Import XML namespace in python

I'm a total noob in coding, I study IT, and have a school project in which I must convert a .txt file in a XML file. I have managed to create a tree, and subelements, but a must put some XML namespace in the code. Because the XML file in the end must been opened in a program that gives you a table of the informations, and something more. But without the scheme from the XML namespace it won't open anything. Can someone help me in how to put a .xsd in my code?
This is the scheme:
http://www.pufbih.ba/images/stories/epp_docs/PaketniUvozObrazaca_V1_0.xsd
Example of XML file a must create:
http://www.pufbih.ba/images/stories/epp_docs/4200575050089_1022.xml
And in the first row a have the scheme that I must input: "urn:PaketniUvozObrazaca_V1_0.xsd"
This is the code a created so far:
import xml.etree.ElementTree as xml
def GenerateXML(GIP1022):
root=xml.Element("PaketniUvozObrazaca")

**Data shown**
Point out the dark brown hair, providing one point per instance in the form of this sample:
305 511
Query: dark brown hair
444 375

**Directions**
[1] Answer these about the forum post on XML namespaces in Python:
(a) What kind of file must the .txt file be converted into?
(b) What scheme does the post say must be input in the first row?
(c) Which module does the code import under the name xml?
[2] Extend the forum post on XML namespaces in Python, picking up right after its final line of code.

**Results of the exercise**
[1]
(a) An XML file.
(b) "urn:PaketniUvozObrazaca_V1_0.xsd"
(c) xml.etree.ElementTree

[2]
p1=xml.Element("PodaciOPoslodavcu")
root.append(p1)
jib=xml.SubElement(p1,"JIBPoslodavca")
jib.text="4254160150005"
pos=xml.SubElement(p1,"NazivPoslodavca")
pos.text="MOJATVRTKA d.o.o. ORAŠJE"
zah=xml.SubElement(p1,"BrojZahtjeva")
zah.text="8"
datz=xml.SubElement(p1,"DatumPodnosenja")
datz.text="2021-01-01"
tree=xml.ElementTree(root)
with open(GIP1022,"wb") as files:
tree.write(files)
if __name__=="__main__":
GenerateXML("primjer.xml")
The official documentation is not super explicit as to how one works with namespaces in ElementTree, but the core of it is that ElementTree takes a very fundamental(ist) approach: instead of manipulating namespace prefixes / aliases, elementtree uses Clark's Notation.
So e.g.
<bar xmlns="foo">
or
<x:bar xmlns:x="foo">
(the element bar in the foo namespace) would be written
{foo}bar
>>> tostring(Element('{foo}bar'), encoding='unicode')
'<ns0:bar xmlns:ns0="foo" />'
alternatively (and sometimes more conveniently for authoring and manipulating) you can use QName objects which can either take a Clark's notation tag name, or separately take a namespace and a tag name:
>>> tostring(Element(QName('foo', 'bar')), encoding='unicode')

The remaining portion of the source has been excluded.